Restate each record word for word, from the first to the last.

§ **The data**:
+++++

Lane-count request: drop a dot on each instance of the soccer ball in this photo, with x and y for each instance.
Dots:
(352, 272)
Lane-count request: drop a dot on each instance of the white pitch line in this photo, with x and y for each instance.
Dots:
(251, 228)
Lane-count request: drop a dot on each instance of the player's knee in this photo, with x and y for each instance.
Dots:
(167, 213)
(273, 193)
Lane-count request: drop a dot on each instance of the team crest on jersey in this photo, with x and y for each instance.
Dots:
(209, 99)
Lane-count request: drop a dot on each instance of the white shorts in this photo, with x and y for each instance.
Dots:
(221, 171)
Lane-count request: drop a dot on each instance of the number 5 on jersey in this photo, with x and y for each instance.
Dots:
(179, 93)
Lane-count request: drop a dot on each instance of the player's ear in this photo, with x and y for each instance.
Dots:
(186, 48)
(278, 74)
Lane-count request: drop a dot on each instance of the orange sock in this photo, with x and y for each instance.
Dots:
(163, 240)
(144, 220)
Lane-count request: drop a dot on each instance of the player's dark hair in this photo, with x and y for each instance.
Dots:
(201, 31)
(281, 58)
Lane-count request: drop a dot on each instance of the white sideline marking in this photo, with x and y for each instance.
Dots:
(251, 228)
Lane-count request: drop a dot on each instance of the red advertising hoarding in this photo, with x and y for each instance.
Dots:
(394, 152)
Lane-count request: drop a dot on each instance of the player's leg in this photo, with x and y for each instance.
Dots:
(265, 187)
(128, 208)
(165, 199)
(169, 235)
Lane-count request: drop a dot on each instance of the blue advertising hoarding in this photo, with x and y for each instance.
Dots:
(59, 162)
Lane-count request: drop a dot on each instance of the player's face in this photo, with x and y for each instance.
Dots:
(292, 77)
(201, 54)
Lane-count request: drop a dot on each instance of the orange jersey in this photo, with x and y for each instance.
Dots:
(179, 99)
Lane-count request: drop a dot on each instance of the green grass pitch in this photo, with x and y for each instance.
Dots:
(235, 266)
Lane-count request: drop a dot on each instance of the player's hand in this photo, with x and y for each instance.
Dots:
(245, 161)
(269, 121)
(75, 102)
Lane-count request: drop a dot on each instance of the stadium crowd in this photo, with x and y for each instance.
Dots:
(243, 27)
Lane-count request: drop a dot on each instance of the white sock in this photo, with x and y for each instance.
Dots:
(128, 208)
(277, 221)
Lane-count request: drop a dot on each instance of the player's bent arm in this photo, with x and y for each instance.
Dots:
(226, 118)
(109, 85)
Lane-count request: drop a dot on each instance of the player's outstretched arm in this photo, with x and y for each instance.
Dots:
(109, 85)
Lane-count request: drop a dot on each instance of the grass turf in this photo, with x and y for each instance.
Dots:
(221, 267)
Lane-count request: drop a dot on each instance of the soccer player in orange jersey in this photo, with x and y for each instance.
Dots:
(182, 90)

+++++

§ **Solution to the exercise**:
Lane-count request: drop a dot on each instance of the soccer ball in this photo, with x and y for each instance.
Dots:
(352, 272)
Lane-count request: drop a dot on each instance of the white pitch line in this photo, with x and y for each instance.
Dots:
(251, 228)
Lane-count request: drop a dot on each instance of the player's knee in this photo, with x and y for each instance.
Dots:
(167, 213)
(273, 193)
Lane-count request: drop a dot on each instance of the team crest on jersey in this photo, with x and y for each instance.
Dots:
(209, 99)
Lane-count request: drop a dot on each instance of the white shorts in this photo, with x and y for each instance.
Dots:
(221, 171)
Lane-count request: drop a dot on each instance of the number 5 on jersey in this photo, with x and y for each instance.
Dots:
(179, 93)
Lane-count request: drop a dot on each instance of the player's ear in this photo, with x and y for each instance.
Dots:
(186, 48)
(278, 74)
Lane-count request: drop a dot on each instance of the orange sock in this photo, with x and y for each instance.
Dots:
(163, 240)
(144, 220)
Lane-count request: drop a dot on each instance of the player's dark hair in this photo, with x and y for each instance.
Dots:
(201, 31)
(281, 58)
Lane-count request: drop a dot on each instance of the white sideline marking in this photo, with x and y for each instance.
Dots:
(251, 228)
Lane-count request: drop a dot on each instance of the red advertising hoarding in this photo, with x and y for each instance.
Dots:
(394, 152)
Lane-count request: drop a dot on each instance of the player's leg in this photo, with x and y for each instance.
Dots:
(265, 187)
(128, 208)
(165, 199)
(169, 235)
Lane-count request: drop a dot on each instance of the blue advertising hoarding in this photo, with x and y for each instance.
Dots:
(59, 162)
Lane-count request: drop a dot on each instance of the player's face in this photo, with x and y for each instance.
Dots:
(292, 77)
(201, 54)
Lane-count request: drop a dot on each instance of the orange jersey in this photo, with x and y for each instance.
Dots:
(179, 99)
Lane-count request: drop a dot on each instance of the green grass pitch in this photo, with x and y for each instance.
Dots:
(235, 266)
Lane-count request: drop a dot on each instance of the player's hand in this photo, with x and y for each instance.
Dots:
(245, 161)
(269, 121)
(75, 102)
Lane-count request: drop a dot on each instance of the stadium crowd in this photo, with x and y for each instance.
Dots:
(243, 27)
Lane-count request: drop a dot on each instance of the white sock in this photo, with x and y for each instance.
Dots:
(128, 208)
(277, 221)
Lane-count request: drop a dot on each instance of the player's bent arm in this photo, with x and y for each instance.
Dots:
(226, 118)
(109, 85)
Lane-count request: drop a dot on each instance of the player's outstretched arm in this photo, with x and y for each instance.
Dots:
(109, 85)
Lane-count request: drop a dot on each instance of the grass turf in this photo, with x and y for each instance.
Dots:
(221, 267)
Lane-count request: drop a dot on each instance of the soccer player in orange jersey in this photo, with x and y for each instance.
Dots:
(182, 90)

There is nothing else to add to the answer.